It's back to school time, parents feel free to celebrate.  Now with that done you may have noticed your teenage limping and complaining about their knee after practice or gym.  If not great, if so listen up. For some teenagers, starting in the early teens they develop this sharp, painful and limiting knee pain without injury.  You take them in and the doctor blurts out “Osgood-Schlatters.”  And you then try to pronounce it, after a few attempts you manage to say it correctly but have no idea what it means.  So what is going on with your teenager?


Well, it’s no secret that children and teens are going through rapid growth, and when it comes to the body, muscles grow faster than bone.  Teenagers involved in sports and athletics can develop their muscle strength faster than what the bone can keep up with.  The primary muscle here is the Quadriceps, the large muscles on the front of the thigh responsible for straightening the knee, lifting the leg, lifting the body if the feet are planted, jumping, etc...  This muscle attaches first to the knee cap, and from there a ligament connects that to the front of the tibia or lower leg bone just below the knee.  It’s at this point that Osgood-Schlatters occurs; appearing as a swollen bump that is very sensitive to pressure and impact (this can bring you to the ground if struck with even mild force).  Pain can occur when climbing stairs, jumping, running, and squatting. Mild cases involve inflammation and swelling at the sight of attachment to the bone, usually lasting no more than a couple months.  More advanced cases this can become an avulsion fracture of the bone where the muscle strength itself over time has caused the bone to start to separate from itself as the point of attachment is a growth plate; this stage can last years and will only resolve until the fracture heals and the growth plate has completely calcified.   It’s important to identify and treat this condition early on before it progresses.

Parts of the exercise.
[a] Return everything in the knee pain article from "It's back to" down to "with your teenager?", copied word for word.
[b] According to the knee pain article, which muscle is the primary one involved in Osgood-Schlatters?

Source material.
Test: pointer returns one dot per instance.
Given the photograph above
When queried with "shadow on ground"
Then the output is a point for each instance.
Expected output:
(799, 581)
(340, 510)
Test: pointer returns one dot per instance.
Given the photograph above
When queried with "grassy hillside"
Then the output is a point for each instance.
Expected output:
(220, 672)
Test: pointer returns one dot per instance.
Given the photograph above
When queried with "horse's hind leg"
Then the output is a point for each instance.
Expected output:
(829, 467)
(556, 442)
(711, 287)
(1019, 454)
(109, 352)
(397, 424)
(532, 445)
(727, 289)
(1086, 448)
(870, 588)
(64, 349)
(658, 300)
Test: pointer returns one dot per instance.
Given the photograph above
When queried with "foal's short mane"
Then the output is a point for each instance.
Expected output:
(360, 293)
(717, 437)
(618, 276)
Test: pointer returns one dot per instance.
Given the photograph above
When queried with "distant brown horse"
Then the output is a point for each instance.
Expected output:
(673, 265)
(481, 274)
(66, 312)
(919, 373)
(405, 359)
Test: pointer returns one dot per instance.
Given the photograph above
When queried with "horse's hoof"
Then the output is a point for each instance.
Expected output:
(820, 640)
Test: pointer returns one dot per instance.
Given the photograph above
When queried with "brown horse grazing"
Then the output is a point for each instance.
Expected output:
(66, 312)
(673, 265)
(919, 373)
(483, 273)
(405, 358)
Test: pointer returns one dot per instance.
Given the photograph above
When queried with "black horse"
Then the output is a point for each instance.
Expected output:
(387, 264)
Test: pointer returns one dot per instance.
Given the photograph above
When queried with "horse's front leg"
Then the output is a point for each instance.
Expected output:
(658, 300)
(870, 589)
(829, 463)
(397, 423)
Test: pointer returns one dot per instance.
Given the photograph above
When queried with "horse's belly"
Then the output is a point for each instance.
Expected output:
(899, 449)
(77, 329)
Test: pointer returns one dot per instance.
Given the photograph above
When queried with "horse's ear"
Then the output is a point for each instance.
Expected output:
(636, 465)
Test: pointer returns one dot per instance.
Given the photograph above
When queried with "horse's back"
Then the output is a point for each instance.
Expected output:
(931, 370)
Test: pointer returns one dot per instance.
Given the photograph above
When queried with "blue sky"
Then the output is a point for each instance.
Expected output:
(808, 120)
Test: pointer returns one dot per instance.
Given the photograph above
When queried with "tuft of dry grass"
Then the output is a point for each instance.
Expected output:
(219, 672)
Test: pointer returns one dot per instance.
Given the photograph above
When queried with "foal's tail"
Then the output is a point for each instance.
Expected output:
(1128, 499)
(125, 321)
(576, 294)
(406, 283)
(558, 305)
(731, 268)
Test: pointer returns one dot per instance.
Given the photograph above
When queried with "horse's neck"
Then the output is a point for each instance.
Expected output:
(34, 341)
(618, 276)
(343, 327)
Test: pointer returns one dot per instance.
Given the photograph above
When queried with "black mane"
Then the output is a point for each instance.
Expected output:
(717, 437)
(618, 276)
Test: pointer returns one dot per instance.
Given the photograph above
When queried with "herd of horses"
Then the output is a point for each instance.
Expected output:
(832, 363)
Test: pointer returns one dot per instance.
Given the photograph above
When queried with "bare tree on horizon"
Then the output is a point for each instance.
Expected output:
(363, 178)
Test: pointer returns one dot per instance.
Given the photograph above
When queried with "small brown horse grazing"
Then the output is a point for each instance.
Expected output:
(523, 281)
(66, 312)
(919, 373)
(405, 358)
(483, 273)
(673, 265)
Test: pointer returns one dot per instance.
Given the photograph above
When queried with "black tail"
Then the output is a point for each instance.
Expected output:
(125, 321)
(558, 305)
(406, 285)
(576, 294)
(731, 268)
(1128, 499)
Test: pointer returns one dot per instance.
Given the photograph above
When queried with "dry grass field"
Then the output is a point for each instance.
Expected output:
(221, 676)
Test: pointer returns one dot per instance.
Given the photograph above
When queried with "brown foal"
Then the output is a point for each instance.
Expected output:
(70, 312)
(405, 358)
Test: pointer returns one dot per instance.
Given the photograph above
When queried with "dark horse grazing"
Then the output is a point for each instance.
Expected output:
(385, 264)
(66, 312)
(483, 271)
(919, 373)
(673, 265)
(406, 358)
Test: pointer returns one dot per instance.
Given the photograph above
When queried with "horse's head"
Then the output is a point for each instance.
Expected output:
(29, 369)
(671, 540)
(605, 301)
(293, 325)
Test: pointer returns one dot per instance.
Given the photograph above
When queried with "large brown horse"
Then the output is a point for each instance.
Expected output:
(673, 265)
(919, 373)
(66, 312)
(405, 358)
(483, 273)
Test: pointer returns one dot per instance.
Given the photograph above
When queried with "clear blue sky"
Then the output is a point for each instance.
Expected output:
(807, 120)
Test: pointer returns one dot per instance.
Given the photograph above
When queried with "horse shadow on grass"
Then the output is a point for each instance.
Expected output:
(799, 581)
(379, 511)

---

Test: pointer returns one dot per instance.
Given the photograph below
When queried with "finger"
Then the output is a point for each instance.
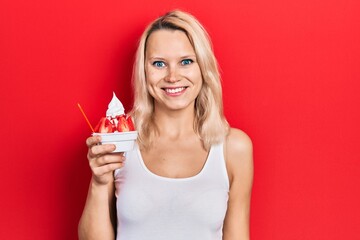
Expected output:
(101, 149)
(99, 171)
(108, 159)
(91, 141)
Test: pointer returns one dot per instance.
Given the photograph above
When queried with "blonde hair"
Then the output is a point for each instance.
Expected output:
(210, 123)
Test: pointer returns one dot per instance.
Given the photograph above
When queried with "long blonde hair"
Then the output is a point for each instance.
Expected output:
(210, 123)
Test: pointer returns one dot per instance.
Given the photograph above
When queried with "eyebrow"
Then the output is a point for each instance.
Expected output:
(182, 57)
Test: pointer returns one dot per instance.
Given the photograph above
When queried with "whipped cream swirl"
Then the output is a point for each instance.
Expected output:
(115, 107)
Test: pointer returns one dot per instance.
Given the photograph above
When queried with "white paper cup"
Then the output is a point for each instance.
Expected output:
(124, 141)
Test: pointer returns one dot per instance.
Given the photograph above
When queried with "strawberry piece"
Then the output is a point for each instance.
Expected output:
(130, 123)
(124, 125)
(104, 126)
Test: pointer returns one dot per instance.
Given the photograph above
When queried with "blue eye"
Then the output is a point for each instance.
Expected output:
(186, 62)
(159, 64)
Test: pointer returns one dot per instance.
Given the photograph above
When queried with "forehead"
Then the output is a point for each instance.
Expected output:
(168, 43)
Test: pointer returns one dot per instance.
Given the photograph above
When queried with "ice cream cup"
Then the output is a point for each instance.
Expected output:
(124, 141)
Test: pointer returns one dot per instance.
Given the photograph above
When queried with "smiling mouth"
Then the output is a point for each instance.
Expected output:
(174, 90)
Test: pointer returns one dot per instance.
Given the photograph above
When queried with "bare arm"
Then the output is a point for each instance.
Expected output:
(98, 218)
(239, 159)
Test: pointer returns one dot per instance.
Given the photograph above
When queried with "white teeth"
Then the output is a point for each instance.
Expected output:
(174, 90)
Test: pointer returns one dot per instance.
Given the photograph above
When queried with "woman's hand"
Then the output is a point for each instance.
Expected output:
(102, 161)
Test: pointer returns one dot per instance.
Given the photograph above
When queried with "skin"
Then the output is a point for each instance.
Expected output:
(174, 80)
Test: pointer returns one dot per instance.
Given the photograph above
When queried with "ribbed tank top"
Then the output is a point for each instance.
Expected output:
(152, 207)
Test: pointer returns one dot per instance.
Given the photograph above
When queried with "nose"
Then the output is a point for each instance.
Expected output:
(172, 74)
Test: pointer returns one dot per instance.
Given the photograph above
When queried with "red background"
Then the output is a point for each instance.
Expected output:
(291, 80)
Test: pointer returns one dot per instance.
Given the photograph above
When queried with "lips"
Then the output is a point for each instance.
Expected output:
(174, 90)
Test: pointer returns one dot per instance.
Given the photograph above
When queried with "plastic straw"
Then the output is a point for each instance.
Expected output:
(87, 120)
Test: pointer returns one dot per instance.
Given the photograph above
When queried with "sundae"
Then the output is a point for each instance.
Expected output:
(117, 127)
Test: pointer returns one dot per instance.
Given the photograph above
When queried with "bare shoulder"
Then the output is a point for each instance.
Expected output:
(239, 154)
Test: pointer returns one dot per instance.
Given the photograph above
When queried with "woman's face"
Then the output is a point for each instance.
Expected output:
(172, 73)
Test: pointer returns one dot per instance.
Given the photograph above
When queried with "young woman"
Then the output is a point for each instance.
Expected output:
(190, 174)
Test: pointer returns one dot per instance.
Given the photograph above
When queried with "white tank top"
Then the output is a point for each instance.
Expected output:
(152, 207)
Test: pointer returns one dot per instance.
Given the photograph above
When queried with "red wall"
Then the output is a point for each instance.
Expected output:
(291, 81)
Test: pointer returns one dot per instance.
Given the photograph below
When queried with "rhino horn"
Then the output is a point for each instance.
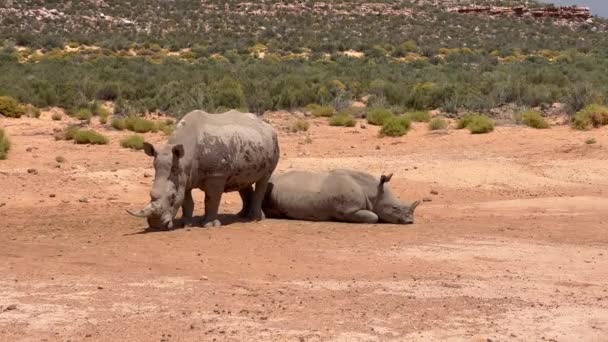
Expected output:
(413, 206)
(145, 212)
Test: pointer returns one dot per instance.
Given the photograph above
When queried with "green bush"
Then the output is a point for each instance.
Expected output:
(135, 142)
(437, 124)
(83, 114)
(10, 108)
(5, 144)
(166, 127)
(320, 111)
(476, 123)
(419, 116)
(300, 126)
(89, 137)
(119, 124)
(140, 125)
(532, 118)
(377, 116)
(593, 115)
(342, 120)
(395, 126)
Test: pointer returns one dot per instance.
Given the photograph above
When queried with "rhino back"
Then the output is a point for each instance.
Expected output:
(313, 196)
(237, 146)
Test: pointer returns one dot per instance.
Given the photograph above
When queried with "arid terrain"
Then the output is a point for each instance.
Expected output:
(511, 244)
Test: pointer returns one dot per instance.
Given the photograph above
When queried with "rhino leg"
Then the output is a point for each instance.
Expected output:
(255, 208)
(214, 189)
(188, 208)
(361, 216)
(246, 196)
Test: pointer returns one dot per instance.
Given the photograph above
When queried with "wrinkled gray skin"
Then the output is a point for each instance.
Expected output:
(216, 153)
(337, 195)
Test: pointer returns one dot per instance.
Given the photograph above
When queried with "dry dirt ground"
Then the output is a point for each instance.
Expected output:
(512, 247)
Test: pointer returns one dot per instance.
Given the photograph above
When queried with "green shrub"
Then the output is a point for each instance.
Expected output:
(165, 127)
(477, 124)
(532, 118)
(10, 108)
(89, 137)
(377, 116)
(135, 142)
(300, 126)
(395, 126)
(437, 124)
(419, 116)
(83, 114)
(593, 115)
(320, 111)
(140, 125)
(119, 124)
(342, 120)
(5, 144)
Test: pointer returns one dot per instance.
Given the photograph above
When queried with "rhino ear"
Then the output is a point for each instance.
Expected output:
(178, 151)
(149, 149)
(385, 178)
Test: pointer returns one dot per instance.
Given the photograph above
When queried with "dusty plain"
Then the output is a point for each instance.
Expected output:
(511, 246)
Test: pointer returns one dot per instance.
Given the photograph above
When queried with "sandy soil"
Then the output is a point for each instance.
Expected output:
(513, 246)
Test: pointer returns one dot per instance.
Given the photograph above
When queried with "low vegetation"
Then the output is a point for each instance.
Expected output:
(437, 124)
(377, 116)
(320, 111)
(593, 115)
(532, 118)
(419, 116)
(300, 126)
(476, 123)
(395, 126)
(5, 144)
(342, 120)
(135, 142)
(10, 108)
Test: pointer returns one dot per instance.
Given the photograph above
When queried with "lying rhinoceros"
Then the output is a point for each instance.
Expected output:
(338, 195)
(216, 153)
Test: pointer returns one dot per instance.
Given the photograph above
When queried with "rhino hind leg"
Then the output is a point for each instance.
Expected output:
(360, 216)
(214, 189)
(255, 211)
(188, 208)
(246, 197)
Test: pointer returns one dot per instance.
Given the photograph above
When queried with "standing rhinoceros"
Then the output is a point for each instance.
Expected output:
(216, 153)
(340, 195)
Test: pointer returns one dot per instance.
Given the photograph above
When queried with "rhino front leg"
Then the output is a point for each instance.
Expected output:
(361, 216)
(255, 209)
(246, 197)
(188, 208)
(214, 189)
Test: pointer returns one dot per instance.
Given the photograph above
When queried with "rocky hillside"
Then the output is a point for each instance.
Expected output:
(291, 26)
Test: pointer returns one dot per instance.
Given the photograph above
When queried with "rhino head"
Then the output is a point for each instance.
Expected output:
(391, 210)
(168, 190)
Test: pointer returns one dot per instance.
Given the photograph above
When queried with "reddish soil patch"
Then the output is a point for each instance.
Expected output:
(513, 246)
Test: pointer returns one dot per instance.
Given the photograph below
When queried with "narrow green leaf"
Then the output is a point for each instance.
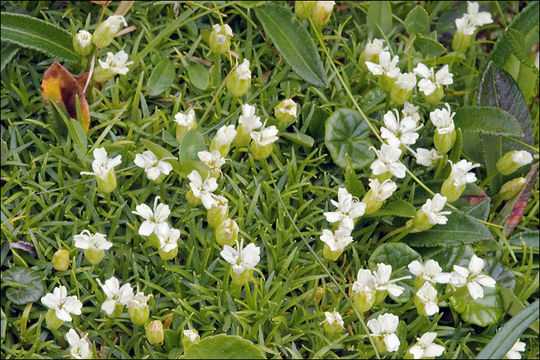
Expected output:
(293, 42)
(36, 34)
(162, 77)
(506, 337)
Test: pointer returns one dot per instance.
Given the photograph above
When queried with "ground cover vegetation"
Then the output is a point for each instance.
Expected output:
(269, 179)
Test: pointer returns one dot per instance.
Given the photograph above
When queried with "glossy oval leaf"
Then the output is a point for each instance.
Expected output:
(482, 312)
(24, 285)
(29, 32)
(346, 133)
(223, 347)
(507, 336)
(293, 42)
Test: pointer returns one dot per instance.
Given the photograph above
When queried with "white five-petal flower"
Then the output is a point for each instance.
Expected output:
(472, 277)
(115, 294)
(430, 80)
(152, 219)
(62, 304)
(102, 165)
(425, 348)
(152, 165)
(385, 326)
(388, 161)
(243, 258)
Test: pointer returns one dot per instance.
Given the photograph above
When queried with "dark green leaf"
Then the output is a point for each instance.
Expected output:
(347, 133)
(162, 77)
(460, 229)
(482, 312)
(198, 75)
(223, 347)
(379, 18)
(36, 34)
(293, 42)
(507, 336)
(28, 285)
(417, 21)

Responses for each task.
[a]
It's back to school time, parents feel free to celebrate.  Now with that done you may have noticed your teenage limping and complaining about their knee after practice or gym.  If not great, if so listen up. For some teenagers, starting in the early teens they develop this sharp, painful and limiting knee pain without injury.  You take them in and the doctor blurts out “Osgood-Schlatters.”  And you then try to pronounce it, after a few attempts you manage to say it correctly but have no idea what it means.  So what is going on with your teenager?

[b] The Quadriceps